• EXCERPTED PASSAGE
_ _ _ _ _
New Protocols for Remote File Synchronization Based on Erasure Codes PowerPoint PPT Presentation

presentation player overlay
1 / 28
About This Presentation
Transcript and Presenter's Notes

Title: New Protocols for Remote File Synchronization Based on Erasure Codes


1
New Protocols for Remote File Synchronization
Based on Erasure Codes
  • Utku Irmak
  • Svilen Mihaylov
  • Torsten Suel
  • Polytechnic University

2
Outline
  • Introduction and Common Applications
  • Problem Formalization
  • Contributions
  • An Approach Based on Erasure Codes
  • A Simple Multi-Round Protocol
  • An Efficient Single-Round Protocol
  • A Practical Protocol Based on Erasure Codes
  • Implementation Overview
  • Preliminary Results
  • Conclusions

3
Introduction
Machine A
Machine B
Current Version
Outdated Version
  • Remote File Synchronization Problem How to
    update the outdated version of a file over a
    network with minimal amount of communication
  • When the versions are very similar, the total
    data transmitted should be significantly smaller
    than the file size

4
Common Applications
  • Synchronization of User Files
  • Synchronization between different machines that
    may only be connected over over a slow network
    (home and work machine)
  • Both rsync and unison are widely used tools
  • Web and Ftp Site Mirroring
  • Significant similarities between successive
    versions
  • Including sites distributing new versions of a
    software
  • rsync is widely used

5
Common Applications
  • Content Distribution Networks
  • File synchronization is a natural approach to for
    updating content replicated at the network edge
  • Web Access over Slow Links
  • A user revisiting a webpage may already have a
    previous version in the browser cache
  • It would be desirable to avoid the entire
    transmission
  • This idea is implemented in rproxy which uses
    rsync algorithm

6
Problem Formalization
  • We have two files (strings) over some alphabet
    fnew (current file), fold (outdated file)
  • We have two machines C (the client), S (the
    server) connected by a communication link
  • C only has a copy of fold, and S only has a copy
    of fnew
  • Goal Design a protocol between the parties that
    result C holding a copy of fnew while minimizing
    the total communication cost

7
Problem Formalization
  • The communication cost should depend on the
    degree of similarity between the two files
  • The Hamming distance
  • The edit distance
  • The edit distance with block moves
  • We focus mainly on the edit distance with block
    moves. We assume that each block move operation
    adds 3 to the distance, while other operations
    add 1

8
Problem Formalization
  • We focus on single-round protocols between client
    and server
  • Single-round protocols can be more easily
    integrated into existing tools currently relying
    on rsync
  • Multiple rounds are undesirable in many scenarios
    involving small files or large latencies
  • Multi-round protocols can introduce other
    complications due to state that may have to be
    kept at the server for best performance

9
Assumptions
  • The collection consists of unstructured files
  • We are not concerned with issues of consistency
    in between synchronization steps
  • A simple two-party scenario where it is known
    which files need to be updated and which is the
    current version

10
Contributions
  • We describe a new approach to single-round file
    synchronization based on erasure codes
  • We derive a protocol that communicates at most
    O(k lg(n) lg(n/k)) bits on files with edit
    distance with block moves of at most k
  • We derive another practical algorithm and
    optimized implementation that achieves very
    promising improvements over rsync

11
Outline
  • Introduction and Common Applications
  • Problem Formalization
  • Contributions
  • An Approach Based on Erasure Codes
  • A Simple Multi-Round Protocol
  • An Efficient Single-Round Protocol
  • A Practical Protocol Based on Erasure Codes
  • Implementation Overview
  • Preliminary Results
  • Conclusions

12
A Simple Multi-Round Protocol
  • Runs in a number of rounds
  • In the first round, server partitions the file
    into blocks of size bmax and sends a hash (MD5)
_ _ _ _ _
• AIM OF THE EXERCISE
Write the next part of the slide transcript on remote file synchronization above, picking up from its final line. The records that come next are separate material and have no connection to the slide transcript on remote file synchronization.
_ _ _ _ _
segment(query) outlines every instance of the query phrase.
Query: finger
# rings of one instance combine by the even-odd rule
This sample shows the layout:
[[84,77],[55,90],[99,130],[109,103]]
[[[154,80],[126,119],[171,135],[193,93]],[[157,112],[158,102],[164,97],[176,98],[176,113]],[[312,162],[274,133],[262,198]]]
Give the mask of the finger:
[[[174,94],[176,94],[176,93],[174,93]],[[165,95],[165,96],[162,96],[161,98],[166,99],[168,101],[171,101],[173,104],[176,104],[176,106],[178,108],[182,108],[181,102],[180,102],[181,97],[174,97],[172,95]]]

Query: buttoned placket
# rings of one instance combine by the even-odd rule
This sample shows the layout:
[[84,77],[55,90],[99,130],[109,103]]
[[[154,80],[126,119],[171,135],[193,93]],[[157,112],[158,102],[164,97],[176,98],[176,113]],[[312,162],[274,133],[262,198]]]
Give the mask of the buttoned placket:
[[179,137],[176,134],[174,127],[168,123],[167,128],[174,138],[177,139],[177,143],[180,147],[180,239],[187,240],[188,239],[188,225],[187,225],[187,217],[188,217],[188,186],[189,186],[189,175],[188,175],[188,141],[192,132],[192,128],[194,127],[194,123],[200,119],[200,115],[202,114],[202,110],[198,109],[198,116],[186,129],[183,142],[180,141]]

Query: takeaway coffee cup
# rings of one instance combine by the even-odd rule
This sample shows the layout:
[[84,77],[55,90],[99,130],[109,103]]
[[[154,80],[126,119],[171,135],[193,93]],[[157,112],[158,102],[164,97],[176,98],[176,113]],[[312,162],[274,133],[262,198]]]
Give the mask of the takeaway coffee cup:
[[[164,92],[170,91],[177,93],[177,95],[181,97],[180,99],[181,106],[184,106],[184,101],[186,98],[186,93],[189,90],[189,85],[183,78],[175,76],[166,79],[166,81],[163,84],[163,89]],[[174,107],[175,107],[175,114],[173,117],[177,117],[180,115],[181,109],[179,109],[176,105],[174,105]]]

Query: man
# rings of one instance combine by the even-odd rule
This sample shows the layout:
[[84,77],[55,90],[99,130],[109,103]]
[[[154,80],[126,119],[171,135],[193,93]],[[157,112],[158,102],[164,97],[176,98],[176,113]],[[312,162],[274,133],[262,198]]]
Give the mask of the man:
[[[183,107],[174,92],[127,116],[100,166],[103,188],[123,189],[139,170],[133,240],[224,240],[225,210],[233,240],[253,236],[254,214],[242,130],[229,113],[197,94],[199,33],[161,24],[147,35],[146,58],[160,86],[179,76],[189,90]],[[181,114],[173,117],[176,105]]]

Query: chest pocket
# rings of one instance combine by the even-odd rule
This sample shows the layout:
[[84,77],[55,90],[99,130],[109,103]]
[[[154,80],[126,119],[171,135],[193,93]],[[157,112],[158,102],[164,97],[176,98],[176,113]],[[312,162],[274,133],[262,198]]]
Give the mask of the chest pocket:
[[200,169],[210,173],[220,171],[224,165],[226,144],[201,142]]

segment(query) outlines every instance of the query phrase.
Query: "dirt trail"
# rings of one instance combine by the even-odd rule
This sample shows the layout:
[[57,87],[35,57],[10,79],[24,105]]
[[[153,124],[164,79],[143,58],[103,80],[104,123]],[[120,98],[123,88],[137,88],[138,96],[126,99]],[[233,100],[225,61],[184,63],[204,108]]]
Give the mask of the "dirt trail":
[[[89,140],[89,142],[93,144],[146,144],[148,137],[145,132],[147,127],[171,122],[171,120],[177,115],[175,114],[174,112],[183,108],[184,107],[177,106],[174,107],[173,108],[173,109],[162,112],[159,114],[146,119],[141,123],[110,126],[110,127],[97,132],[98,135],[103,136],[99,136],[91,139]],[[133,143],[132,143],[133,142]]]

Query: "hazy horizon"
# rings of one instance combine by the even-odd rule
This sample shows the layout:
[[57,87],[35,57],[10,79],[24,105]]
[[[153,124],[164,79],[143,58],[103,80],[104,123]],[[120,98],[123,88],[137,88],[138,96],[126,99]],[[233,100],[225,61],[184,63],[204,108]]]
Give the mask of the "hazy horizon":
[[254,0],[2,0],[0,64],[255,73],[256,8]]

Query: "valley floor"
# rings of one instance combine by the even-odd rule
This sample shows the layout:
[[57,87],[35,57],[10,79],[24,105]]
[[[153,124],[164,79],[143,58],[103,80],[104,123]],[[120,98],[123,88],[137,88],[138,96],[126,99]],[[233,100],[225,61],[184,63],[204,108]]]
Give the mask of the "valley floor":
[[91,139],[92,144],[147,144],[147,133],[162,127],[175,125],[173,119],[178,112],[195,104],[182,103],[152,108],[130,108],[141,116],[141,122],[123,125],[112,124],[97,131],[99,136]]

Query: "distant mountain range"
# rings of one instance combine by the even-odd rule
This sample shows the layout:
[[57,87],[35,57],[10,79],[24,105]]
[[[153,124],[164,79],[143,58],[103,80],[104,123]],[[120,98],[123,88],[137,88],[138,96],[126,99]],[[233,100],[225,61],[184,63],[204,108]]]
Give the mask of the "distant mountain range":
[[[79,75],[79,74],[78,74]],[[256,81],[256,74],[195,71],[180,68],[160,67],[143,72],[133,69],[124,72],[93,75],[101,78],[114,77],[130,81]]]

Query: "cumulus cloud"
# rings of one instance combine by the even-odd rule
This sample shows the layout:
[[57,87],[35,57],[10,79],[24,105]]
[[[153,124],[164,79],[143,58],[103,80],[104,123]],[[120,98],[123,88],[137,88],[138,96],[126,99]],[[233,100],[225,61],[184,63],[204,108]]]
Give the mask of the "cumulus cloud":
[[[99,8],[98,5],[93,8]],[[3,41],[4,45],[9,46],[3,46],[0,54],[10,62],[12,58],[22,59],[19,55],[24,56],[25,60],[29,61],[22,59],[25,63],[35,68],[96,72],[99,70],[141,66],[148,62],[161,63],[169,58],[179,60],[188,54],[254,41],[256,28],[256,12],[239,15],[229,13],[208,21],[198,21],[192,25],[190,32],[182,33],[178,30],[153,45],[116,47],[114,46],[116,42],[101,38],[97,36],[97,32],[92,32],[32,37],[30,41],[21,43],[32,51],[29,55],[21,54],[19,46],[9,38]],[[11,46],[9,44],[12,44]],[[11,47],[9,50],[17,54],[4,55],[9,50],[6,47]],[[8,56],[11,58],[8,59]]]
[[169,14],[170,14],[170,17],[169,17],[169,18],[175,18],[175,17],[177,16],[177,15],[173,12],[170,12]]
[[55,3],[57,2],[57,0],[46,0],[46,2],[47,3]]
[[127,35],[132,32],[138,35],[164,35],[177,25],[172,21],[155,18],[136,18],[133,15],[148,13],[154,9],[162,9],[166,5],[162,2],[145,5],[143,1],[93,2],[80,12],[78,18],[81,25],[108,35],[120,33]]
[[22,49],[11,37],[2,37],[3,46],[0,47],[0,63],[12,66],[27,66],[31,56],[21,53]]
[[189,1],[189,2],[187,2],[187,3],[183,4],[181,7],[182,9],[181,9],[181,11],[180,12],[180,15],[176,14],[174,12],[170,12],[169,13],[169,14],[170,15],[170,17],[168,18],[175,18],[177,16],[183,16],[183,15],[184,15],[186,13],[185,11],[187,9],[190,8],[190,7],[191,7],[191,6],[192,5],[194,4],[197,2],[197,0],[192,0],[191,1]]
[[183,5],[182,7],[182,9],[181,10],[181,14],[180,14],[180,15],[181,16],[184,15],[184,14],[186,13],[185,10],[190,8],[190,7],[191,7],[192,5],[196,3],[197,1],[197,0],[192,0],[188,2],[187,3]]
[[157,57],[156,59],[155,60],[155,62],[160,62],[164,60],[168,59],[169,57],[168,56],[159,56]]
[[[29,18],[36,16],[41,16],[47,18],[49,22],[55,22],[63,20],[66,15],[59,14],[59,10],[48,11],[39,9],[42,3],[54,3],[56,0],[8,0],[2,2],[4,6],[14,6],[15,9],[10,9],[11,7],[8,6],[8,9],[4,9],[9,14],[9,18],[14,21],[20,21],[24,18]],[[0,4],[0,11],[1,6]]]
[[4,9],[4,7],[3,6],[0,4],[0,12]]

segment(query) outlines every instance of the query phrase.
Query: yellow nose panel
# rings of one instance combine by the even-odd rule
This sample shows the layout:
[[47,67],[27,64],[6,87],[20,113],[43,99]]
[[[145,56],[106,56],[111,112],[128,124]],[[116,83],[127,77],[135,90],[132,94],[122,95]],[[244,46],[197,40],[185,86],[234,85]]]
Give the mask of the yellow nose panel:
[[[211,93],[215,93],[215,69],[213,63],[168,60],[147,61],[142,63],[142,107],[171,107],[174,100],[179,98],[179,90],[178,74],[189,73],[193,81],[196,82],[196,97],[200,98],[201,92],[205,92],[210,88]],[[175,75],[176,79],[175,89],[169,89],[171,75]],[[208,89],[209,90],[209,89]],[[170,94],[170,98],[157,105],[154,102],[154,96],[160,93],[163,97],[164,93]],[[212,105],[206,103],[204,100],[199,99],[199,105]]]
_ _ _ _ _
• OUTPUT BELOW
    for each block
  • Client attempts to match the received hashes to
    all possible alignments in the outdated file.
  • Client responds with a bit vector to notify the
    server which of the hashes are understood
  • Server repeats the process for the blocks whose
    hashes did not find a match
  • Once block size bmin is reached, the server sends
    all the unmatched blocks

13
A Simple Multi-Round Protocol
14
A Simple Multi-Round Protocol
  • Given two files with edit distance with block
    moves of k, if we choose
  • bmax next smaller power of 2 of n/k
  • bmin lg(n)
  • hash size 4lg(n) bits
  • Lemma If we partition fnew into some number of
    blocks, then at most k of these blocks do not
    occur in fold
  • On each level, at most k hashes do not find a
    match
  • The algorithm transmits at most O(k lg(n) lg(n/k)
    ) bits and correctly updates the file with
    probability at least 1-1/n

15
Outline
  • Introduction and Common Applications
  • Problem Formalization
  • Contributions
  • An Approach Based on Erasure Codes
  • A Simple Multi-Round Protocol
  • An Efficient Single-Round Protocol
  • A Practical Protocol Based on Erasure Codes
  • Implementation Overview
  • Preliminary Results
  • Conclusions

16
An Efficient Single-Round Protocol
  • First, we define complete multi-round algorithm
  • Sends hashes for all blocks
  • Second, we describe Systematic Erasure Code
    briefly

17
Erasure Code
  • Erasure Code Given k source data items of size
    s, which are encoded into ngtk encoded items of
    same size s.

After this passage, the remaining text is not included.